- What you should do -
Give back every record below precisely as written.

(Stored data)
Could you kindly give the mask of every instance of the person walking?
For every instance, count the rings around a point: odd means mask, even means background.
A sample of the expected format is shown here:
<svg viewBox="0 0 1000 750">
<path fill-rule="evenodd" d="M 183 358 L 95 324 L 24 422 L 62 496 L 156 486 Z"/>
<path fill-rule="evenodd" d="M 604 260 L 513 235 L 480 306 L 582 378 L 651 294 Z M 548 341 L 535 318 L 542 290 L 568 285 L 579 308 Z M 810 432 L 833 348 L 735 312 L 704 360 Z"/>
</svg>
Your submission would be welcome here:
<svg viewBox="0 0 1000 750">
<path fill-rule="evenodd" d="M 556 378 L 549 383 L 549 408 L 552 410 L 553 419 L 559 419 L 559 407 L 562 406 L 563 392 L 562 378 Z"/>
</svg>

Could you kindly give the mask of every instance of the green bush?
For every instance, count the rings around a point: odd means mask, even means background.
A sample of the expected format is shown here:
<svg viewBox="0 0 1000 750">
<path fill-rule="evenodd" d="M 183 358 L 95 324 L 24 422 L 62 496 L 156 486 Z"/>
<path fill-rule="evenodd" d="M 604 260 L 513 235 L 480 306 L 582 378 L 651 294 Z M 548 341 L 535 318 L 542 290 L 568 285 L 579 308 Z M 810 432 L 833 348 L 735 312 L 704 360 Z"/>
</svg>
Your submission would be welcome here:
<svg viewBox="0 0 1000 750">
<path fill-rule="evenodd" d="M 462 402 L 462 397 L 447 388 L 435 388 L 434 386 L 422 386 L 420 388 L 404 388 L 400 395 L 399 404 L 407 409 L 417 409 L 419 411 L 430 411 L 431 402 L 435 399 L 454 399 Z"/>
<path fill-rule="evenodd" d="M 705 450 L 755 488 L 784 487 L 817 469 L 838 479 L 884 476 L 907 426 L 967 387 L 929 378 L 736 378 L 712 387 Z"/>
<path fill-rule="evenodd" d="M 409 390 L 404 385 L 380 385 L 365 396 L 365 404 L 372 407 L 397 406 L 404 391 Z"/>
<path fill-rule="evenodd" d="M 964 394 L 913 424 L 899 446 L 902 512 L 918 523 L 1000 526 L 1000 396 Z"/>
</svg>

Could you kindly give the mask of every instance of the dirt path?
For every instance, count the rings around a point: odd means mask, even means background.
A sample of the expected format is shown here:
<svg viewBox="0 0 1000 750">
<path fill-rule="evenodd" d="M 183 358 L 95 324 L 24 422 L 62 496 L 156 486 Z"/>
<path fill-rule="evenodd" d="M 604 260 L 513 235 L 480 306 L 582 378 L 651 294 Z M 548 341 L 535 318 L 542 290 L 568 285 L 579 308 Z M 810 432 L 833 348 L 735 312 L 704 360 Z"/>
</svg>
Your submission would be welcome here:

- Expected answer -
Could you kindly give the mask of every instance of the person walking?
For every instance, count the rings around a point: odd means mask, even means background.
A sample of the expected format is shown here:
<svg viewBox="0 0 1000 750">
<path fill-rule="evenodd" d="M 183 358 L 95 324 L 24 422 L 62 496 L 156 486 Z"/>
<path fill-rule="evenodd" d="M 604 260 L 513 235 L 480 306 L 582 378 L 651 294 Z M 548 341 L 535 318 L 542 290 L 568 285 L 579 308 Z M 810 432 L 833 348 L 735 312 L 704 360 Z"/>
</svg>
Your submission would be welcome here:
<svg viewBox="0 0 1000 750">
<path fill-rule="evenodd" d="M 556 378 L 549 383 L 549 408 L 552 410 L 553 419 L 559 419 L 559 407 L 562 406 L 563 392 L 562 378 Z"/>
</svg>

Could you kindly give the mask of every instance of the green bush?
For every instance, count the rings around a point: odd means mask, even means background.
A sample of the expected format is shown here:
<svg viewBox="0 0 1000 750">
<path fill-rule="evenodd" d="M 183 358 L 95 324 L 24 422 L 62 496 L 156 486 Z"/>
<path fill-rule="evenodd" d="M 604 260 L 513 235 L 480 306 L 582 378 L 651 294 Z M 548 341 L 535 318 L 542 290 L 568 285 L 579 308 Z M 810 432 L 833 348 L 735 312 L 704 360 Z"/>
</svg>
Your submission would be welcome here:
<svg viewBox="0 0 1000 750">
<path fill-rule="evenodd" d="M 462 402 L 462 397 L 447 388 L 435 388 L 434 386 L 422 386 L 420 388 L 404 388 L 400 395 L 399 404 L 407 409 L 417 409 L 419 411 L 430 411 L 431 402 L 435 399 L 454 399 Z"/>
<path fill-rule="evenodd" d="M 705 450 L 755 488 L 784 487 L 817 469 L 838 479 L 884 476 L 907 426 L 967 387 L 929 378 L 736 378 L 712 387 Z"/>
<path fill-rule="evenodd" d="M 409 390 L 404 385 L 380 385 L 365 396 L 365 404 L 372 407 L 397 406 L 404 391 Z"/>
<path fill-rule="evenodd" d="M 964 394 L 913 424 L 899 446 L 902 512 L 918 523 L 1000 526 L 1000 396 Z"/>
</svg>

Could you kindly give the mask of every instance of the dirt path?
For every instance, count the rings around a point: odd means mask, even means background.
A sample of the expected format is shown here:
<svg viewBox="0 0 1000 750">
<path fill-rule="evenodd" d="M 183 358 L 95 324 L 24 422 L 62 496 L 156 486 Z"/>
<path fill-rule="evenodd" d="M 604 260 L 513 235 L 480 306 L 582 378 L 651 294 Z M 548 341 L 535 318 L 542 290 L 568 285 L 579 308 Z M 810 432 L 833 348 L 735 312 L 704 360 Z"/>
</svg>
Your submission would be welcome here:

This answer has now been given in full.